This business-process model transformation feature ensures that both process models and UML models are traceable. These models show broad process outlines, functional requirements, and eventually the elements that actually make up the software artifacts under construction. IBM states that the UML Transformer allows developers to:

  • “Produce a clear set of development plans.

  • Link UML Models to BPM Process Models.

  • Model business-software systems in UML using six different visual-diagrams: Class, Use Case, Sequence, Collaboration, State, and Activity.

  • Transform common elements between UML Models and BPM Business Process Models.

  • Use Sequence and Collaboration diagrams to see the system's objects, the messages among the objects, and the system's logic flows.”

IBM provides full J2EE support for BPEL generation and execution from process models with IBM WebSphere Business Integration Server Foundation V5.1 (WBISF),[3] a follow-on product to WebSphere Application Server Enterprise V5.0. It is used in conjunction with WebSphere Studio Application Developer (AD) Integration Edition V5.1 to build and deploy BPEL processes with a run-time environment for BPEL execution. These products run on Windows, Linux, IBM z/OS and OS/400 for execution.

A drag-and-drop design tool is provided by Process Choreographer in WebSphere Studio Application Developer to visually define the sequence and flow of business processes, with compensation support for transaction “roll-back” of loosely-coupled business processes that cannot be undone automatically by the application server. Tools are provided for defining, executing and managing business rules – organizing business rules into logical categories using business rule enterprise java beans. The support for volatile business rules includes the ability to update business rules at run-time without the need to bring the application or the server down.

WBISF also includes WebSphere Business Integration Monitor, which is a “real-time monitor that utilizes visual dashboards to provide a dynamic view of business processes, for business performance management and improved decision making.” As summarized by IBM:

“WebSphere Business Integration Modeler is a state-of-the-art product used to define, model, analyze, simulate, and report business processes extending WBISF with business tooling to visualize process impact for today's competitive global marketplace.”
***
◆ **ACTIONS TO TAKE**
1 – Repeat the stretch of the IBM process-modeling text from "This business-process model" through "BPM Process Models." word for word.
2 – Carry on the text about IBM's process-modeling tools from the point where it ends.

◆ **STORED DATA**
***
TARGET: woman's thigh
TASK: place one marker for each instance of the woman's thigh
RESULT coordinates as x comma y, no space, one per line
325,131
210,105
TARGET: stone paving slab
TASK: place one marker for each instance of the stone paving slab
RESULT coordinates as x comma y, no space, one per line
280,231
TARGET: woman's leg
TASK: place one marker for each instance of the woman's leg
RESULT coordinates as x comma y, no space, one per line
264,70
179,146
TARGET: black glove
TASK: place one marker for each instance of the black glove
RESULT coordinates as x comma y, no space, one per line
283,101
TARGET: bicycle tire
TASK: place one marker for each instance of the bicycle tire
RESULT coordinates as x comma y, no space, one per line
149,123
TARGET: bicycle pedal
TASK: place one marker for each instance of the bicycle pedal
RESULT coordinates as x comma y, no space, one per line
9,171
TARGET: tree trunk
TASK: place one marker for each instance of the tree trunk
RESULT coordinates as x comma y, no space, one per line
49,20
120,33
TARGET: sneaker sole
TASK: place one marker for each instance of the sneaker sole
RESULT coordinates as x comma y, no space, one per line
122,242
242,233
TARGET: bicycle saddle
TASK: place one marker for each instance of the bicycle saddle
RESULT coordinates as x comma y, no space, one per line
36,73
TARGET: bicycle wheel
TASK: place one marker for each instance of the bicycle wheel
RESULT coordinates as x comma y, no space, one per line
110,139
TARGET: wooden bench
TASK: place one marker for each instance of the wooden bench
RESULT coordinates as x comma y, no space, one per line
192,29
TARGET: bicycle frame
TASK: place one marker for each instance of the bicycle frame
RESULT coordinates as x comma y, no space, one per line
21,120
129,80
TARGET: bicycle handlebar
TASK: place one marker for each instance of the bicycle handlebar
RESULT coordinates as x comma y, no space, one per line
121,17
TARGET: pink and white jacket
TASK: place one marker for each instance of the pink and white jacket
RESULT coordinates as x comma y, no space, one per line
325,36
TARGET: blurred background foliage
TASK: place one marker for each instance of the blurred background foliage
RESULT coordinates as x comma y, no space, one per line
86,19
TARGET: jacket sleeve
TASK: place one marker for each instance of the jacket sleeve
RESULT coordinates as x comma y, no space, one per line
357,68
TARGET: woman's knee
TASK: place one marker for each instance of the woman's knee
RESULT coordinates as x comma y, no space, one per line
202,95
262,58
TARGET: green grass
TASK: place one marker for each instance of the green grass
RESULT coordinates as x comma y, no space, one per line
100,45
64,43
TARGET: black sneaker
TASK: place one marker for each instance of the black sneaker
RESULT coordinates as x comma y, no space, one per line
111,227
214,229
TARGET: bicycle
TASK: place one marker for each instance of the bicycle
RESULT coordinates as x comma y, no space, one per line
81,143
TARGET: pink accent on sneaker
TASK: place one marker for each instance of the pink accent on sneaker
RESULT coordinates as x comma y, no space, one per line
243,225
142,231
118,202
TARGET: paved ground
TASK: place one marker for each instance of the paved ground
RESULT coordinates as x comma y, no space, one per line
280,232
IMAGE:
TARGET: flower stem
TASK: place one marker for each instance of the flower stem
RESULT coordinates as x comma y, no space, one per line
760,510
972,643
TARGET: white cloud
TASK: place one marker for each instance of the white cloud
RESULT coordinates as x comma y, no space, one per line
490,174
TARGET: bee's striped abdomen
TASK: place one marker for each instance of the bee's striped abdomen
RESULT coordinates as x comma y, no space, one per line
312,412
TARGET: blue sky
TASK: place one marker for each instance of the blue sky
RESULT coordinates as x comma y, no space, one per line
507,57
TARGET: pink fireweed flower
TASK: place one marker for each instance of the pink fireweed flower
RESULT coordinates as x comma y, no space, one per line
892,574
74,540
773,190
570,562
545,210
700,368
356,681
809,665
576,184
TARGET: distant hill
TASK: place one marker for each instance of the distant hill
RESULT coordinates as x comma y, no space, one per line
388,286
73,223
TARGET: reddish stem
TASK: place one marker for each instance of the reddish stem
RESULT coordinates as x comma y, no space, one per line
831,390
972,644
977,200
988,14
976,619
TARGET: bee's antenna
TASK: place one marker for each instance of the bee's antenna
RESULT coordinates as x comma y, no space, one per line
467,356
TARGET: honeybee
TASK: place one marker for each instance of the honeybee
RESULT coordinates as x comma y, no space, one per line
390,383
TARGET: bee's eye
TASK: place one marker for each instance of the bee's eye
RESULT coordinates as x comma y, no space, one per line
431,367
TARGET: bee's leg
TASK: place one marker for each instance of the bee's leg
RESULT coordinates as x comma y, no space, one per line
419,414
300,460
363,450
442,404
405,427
***
◆ **RESPONSE LIST**
1 –
This business-process model transformation feature ensures that both process models and UML models are traceable. These models show broad process outlines, functional requirements, and eventually the elements that actually make up the software artifacts under construction. IBM states that the UML Transformer allows developers to:

  • “Produce a clear set of development plans.

  • Link UML Models to BPM Process Models.

2 –
Back to Contents

Oracle BPEL Server

Oracle offers the Oracle BPEL Process Manager[4] to automatically generate executable Business Process Execution Language (BPEL) code from process models. Based on the J2EE environment, it includes a drag-and-drop visual process designer with support for Web Services, Java Message Service (JMS) and Java Connector Architecture (JCA). It includes UDDI and Web Services Inspection Language (WSIL) browser support.

The Oracle BPEL Process Manager offers support for BPEL 1.1, with state and content management: it stores the state of long-running transactions for asynchronous message processing. Support is provided for parallel processing, exception management, events, notifications and version control. It automatically maintains full audit trail information, with both a graphical and textual representation of process status and history.

The BPEL Process Manager can be clustered for both fault-tolerance and failover and for increasing transaction volumes. For example, a single BPEL process instance can be created on one server, automatically relocate to another server if a server failure occurs (including during the execution of a process) and then complete on a third server based on distribution of load.

The Oracle BPEL Process Manager runs on all of the major application servers, including Oracle Application Server, IBM WebSphere, BEA WebLogic and JBoss. Supported production deployment platforms include Windows, Linux, Solaris and IBM z/OS. It can utilize Oracle, Microsoft SQL Server, IBM DB2 and other DBMS products.

Back to Contents

SAP NetWeaver

SAP, a leader in the ERP marketplace, has moved aggressively in recent years to build on the strength of its SAP R/3 ERP assets and move its products to the Internet.

Feb 2003 saw the release of SAP NetWeaver. This is the technical foundation intended by SAP to be used for all future development of the mySAP Business Suite. NetWeaver is a major initiative by SAP, moving from its proprietary development environment with ABAP to embrace open architecture.[5] It supports concurrent ABAP and J2EE execution with all J2EE related standards, and provides Web Services support for SOAP, WSDL and UDDI. All SAP BAPI interfaces are now available as Web Services through WSDL. As part of NetWeaver, SAP Web Application Server provides application development capability for cross-functional business applications called Cross-Applications (xApps). NetWeaver supports platform interoperability with Microsoft .NET and IBM WebSphere.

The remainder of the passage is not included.